▶ [Instructions to follow]: Report each line in the rows below that includes the word "hand".

Excerpts of annotation records:
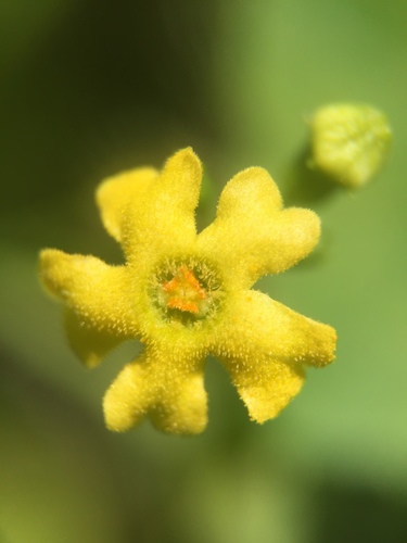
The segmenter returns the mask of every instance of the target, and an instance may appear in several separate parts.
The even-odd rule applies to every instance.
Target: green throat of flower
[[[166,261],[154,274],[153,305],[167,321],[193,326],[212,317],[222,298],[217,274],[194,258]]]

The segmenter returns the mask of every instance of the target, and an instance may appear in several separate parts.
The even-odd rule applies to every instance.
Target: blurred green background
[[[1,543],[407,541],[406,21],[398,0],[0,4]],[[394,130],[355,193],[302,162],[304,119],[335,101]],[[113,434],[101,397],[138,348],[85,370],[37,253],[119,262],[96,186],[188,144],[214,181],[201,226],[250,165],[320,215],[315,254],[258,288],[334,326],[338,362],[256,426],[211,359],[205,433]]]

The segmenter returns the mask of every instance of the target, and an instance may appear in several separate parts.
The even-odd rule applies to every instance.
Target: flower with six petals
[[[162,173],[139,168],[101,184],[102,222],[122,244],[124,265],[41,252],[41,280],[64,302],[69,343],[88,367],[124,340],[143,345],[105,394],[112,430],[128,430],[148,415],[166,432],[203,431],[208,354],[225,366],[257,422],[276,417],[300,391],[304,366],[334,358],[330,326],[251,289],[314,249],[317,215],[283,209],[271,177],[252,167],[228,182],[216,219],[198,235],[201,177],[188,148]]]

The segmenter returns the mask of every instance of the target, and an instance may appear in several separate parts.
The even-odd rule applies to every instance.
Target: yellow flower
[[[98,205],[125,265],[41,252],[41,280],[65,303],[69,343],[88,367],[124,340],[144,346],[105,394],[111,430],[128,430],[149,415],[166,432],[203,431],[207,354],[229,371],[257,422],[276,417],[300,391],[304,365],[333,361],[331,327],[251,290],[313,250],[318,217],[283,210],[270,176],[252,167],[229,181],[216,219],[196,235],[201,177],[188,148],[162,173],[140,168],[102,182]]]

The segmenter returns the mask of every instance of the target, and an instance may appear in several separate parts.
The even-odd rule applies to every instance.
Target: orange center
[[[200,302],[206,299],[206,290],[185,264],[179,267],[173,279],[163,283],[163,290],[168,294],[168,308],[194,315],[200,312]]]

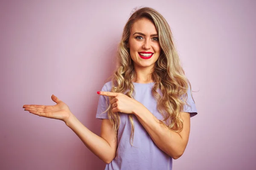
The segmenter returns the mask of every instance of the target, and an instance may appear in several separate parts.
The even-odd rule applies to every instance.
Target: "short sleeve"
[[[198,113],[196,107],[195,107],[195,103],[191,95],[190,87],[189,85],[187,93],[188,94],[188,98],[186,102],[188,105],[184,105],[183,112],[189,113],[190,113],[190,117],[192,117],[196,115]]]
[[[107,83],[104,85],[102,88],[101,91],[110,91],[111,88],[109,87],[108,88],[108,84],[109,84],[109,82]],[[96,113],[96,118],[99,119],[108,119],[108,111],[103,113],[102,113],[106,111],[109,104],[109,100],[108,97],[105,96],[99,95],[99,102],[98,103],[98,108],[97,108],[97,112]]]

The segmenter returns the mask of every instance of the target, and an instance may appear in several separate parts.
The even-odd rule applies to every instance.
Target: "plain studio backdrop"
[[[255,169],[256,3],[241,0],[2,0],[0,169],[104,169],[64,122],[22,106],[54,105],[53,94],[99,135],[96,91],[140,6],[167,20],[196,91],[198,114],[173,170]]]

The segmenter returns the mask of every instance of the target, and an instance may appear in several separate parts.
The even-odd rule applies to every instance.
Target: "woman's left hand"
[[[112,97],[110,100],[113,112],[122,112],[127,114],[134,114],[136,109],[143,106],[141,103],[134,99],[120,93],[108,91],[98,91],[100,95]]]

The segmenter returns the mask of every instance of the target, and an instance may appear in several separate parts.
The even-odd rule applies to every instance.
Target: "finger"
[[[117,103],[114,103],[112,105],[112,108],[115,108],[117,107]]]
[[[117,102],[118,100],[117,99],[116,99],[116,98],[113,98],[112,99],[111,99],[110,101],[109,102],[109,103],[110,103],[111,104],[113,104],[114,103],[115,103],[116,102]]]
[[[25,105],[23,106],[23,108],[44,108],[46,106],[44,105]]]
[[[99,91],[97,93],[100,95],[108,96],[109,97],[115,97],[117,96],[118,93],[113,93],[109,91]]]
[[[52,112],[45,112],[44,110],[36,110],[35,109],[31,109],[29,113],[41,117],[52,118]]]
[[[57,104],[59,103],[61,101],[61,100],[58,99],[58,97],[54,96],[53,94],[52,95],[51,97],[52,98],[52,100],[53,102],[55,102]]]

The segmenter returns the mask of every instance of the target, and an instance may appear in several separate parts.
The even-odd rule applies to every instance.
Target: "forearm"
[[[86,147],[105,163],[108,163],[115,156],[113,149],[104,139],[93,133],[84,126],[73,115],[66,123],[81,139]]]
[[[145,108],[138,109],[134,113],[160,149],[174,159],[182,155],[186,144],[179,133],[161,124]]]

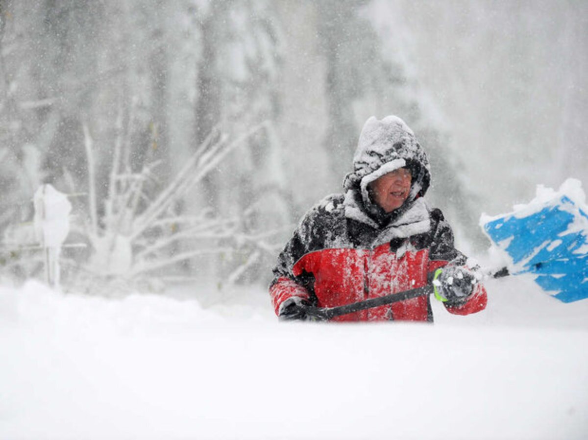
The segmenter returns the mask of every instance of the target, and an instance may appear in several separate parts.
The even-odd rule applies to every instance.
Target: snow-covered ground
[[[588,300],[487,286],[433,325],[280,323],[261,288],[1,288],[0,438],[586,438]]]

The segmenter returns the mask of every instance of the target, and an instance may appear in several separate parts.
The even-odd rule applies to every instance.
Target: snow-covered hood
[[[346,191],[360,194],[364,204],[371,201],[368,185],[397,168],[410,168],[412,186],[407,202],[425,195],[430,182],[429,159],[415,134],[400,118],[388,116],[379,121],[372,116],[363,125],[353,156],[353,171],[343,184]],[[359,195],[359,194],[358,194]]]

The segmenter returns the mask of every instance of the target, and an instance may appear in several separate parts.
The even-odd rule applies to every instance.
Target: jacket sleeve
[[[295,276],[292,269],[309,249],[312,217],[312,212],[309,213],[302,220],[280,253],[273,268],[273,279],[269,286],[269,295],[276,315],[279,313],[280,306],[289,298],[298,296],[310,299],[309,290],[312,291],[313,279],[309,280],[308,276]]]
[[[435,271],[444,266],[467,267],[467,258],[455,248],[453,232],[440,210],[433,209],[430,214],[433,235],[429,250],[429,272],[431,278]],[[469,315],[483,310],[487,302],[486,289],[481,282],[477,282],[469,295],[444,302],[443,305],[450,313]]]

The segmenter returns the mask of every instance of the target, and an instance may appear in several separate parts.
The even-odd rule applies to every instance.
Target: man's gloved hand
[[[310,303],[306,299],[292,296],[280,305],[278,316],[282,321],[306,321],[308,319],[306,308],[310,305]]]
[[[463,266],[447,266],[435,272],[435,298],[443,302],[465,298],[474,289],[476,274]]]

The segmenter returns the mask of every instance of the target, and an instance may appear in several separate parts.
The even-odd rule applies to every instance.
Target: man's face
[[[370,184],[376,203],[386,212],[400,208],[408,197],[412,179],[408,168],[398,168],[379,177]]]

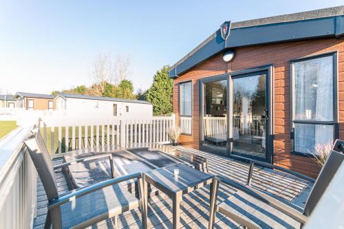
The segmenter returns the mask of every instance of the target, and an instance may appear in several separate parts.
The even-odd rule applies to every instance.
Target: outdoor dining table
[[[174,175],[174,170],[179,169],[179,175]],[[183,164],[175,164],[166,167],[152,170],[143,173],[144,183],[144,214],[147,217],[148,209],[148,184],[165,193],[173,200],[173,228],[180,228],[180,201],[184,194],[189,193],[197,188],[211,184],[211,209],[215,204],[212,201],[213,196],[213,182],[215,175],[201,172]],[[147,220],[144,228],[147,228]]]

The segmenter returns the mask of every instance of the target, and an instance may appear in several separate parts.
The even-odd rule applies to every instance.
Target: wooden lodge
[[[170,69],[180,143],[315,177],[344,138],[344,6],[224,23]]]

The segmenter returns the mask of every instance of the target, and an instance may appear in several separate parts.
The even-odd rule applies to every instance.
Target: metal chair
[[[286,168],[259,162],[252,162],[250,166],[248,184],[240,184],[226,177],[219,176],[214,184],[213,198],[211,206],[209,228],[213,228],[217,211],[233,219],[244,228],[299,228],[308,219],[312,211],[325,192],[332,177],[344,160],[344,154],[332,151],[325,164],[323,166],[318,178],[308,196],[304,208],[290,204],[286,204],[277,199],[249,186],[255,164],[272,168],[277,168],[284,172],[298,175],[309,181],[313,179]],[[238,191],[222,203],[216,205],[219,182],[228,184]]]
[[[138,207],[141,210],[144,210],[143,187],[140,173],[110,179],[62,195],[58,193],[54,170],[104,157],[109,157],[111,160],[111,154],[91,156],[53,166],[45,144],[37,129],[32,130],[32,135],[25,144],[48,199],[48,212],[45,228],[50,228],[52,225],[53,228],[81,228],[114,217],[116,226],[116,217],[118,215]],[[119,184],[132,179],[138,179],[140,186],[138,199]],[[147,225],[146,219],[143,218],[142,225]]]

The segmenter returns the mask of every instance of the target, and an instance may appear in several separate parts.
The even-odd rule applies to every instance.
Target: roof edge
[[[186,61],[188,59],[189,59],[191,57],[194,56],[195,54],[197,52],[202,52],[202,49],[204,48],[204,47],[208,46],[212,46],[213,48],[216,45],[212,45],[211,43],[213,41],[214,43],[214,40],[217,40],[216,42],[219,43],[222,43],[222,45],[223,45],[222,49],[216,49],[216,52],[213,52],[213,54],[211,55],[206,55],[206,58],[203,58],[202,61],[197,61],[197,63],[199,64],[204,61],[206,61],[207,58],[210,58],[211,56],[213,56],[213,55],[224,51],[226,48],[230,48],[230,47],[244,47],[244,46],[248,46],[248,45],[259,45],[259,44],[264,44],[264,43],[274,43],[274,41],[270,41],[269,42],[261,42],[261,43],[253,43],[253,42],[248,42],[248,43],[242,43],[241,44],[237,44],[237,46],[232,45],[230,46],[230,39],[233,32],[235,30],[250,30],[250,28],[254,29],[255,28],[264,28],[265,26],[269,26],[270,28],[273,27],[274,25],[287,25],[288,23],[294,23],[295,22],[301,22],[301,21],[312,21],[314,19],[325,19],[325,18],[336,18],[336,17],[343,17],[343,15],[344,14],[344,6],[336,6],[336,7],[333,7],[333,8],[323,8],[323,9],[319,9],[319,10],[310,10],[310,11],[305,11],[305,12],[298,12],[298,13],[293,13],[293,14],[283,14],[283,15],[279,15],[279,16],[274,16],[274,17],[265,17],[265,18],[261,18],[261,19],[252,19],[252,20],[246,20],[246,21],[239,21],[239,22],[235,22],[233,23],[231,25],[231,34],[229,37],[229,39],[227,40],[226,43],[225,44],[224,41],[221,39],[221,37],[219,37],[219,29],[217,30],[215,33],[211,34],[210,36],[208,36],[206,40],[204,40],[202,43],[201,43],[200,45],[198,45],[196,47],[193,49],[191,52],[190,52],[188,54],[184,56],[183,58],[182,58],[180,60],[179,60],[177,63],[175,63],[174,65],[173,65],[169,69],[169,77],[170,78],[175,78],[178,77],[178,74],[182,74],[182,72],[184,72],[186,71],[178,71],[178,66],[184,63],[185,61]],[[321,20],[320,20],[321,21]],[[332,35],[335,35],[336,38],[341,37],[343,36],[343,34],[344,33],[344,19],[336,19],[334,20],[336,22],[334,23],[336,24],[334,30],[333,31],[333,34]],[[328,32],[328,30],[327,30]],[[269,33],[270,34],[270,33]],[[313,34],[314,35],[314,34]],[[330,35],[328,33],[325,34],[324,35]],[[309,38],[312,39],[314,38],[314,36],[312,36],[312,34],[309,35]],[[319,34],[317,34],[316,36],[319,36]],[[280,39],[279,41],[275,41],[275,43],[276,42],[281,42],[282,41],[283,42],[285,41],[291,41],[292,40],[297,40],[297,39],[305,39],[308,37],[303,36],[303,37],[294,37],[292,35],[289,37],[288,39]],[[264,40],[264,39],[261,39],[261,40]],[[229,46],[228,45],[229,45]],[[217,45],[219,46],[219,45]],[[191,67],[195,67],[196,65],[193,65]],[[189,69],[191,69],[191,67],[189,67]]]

▶ [Result of this exercise]:
Target: "woman's left hand"
Target: man's gloved hand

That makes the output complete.